**RECORDS FOR THE EXERCISE**
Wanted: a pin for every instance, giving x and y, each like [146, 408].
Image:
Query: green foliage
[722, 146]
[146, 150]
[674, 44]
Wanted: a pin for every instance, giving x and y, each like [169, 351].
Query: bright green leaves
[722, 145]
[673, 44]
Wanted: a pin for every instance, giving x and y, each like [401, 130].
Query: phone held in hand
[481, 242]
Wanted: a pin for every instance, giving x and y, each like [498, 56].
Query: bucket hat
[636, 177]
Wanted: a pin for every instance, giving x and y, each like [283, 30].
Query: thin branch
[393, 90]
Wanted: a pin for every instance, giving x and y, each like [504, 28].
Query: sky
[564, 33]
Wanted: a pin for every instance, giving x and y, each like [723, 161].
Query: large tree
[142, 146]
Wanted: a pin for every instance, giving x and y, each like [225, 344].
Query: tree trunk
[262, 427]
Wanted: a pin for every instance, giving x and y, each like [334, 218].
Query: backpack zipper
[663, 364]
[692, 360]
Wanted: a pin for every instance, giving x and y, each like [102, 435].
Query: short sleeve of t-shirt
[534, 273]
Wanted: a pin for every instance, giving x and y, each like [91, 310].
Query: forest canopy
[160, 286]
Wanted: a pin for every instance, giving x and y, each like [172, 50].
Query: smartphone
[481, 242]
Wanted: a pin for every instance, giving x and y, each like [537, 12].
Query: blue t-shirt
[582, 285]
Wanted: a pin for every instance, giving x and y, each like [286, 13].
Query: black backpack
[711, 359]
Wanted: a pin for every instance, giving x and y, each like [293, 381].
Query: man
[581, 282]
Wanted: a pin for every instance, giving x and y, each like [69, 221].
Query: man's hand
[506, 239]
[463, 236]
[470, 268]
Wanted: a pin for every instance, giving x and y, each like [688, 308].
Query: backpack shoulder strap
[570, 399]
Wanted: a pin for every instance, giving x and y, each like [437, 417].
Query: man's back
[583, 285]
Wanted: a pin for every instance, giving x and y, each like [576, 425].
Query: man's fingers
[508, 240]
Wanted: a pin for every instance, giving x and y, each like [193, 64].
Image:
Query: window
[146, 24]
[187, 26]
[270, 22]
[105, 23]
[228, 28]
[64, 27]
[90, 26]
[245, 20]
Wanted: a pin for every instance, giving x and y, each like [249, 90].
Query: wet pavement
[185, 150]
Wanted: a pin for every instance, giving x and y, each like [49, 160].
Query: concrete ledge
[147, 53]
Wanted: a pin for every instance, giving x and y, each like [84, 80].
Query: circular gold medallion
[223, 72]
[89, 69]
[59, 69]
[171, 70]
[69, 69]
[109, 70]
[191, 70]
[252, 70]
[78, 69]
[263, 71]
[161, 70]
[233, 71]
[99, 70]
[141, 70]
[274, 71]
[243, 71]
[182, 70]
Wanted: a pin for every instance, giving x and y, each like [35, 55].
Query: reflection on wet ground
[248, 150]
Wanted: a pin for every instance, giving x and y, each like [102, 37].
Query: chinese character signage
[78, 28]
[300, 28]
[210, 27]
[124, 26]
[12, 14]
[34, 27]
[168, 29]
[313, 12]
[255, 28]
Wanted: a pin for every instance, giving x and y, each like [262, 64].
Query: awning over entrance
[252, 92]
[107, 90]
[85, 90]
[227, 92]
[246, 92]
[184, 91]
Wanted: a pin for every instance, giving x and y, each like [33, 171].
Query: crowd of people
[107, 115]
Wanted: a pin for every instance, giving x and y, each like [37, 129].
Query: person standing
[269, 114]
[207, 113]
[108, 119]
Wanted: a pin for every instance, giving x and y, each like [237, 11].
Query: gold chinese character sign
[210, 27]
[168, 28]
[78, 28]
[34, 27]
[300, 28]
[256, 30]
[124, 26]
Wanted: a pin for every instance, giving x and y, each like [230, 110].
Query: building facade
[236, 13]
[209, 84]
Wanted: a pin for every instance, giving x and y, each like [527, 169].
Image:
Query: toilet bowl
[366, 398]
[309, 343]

**GIVEN EXERCISE**
The line containing "like [249, 90]." and every line after it, through the end of the records, should be repeated exactly and alone.

**REPLY TO THE TASK**
Wanted: a pin for every instance, giving x and y, each like [249, 90].
Query: wet pavement
[185, 150]
Wanted: a pin for every instance, giving x and y, each like [49, 160].
Query: concrete ledge
[147, 53]
Wanted: a pin for every instance, giving x and y, each like [84, 80].
Query: circular gold medallion
[223, 72]
[89, 69]
[59, 69]
[171, 70]
[69, 69]
[109, 70]
[191, 70]
[252, 70]
[78, 69]
[263, 71]
[161, 70]
[233, 71]
[99, 70]
[141, 70]
[274, 71]
[243, 71]
[182, 70]
Wanted: a pin for every instance, giving x and y, each like [35, 55].
Query: reflection on wet ground
[248, 150]
Wanted: a pin for every instance, giving x and y, each like [102, 37].
Query: chinese character signage
[78, 28]
[300, 28]
[210, 27]
[124, 26]
[12, 14]
[34, 27]
[168, 29]
[313, 12]
[255, 28]
Wanted: a pin for every instance, giving x and y, each like [262, 64].
Query: awning over entrance
[252, 92]
[107, 90]
[85, 90]
[227, 92]
[246, 92]
[184, 91]
Wanted: a pin for every instance, giving x and y, each like [33, 171].
Query: crowd of people
[107, 115]
Wanted: a pin for every instance, giving x and y, each like [37, 129].
Query: person standing
[269, 114]
[207, 113]
[108, 119]
Wanted: a pin for every instance, giving x and y, each like [237, 11].
Query: gold chinese character sign
[210, 27]
[168, 28]
[78, 28]
[34, 27]
[300, 28]
[256, 30]
[124, 26]
Wanted: a pin for every instance, giving x and y, each like [230, 110].
Query: building facade
[236, 13]
[209, 84]
Wanted: a pin for every instance, giving x and y, each like [527, 169].
Image:
Query: toilet bowl
[366, 398]
[309, 343]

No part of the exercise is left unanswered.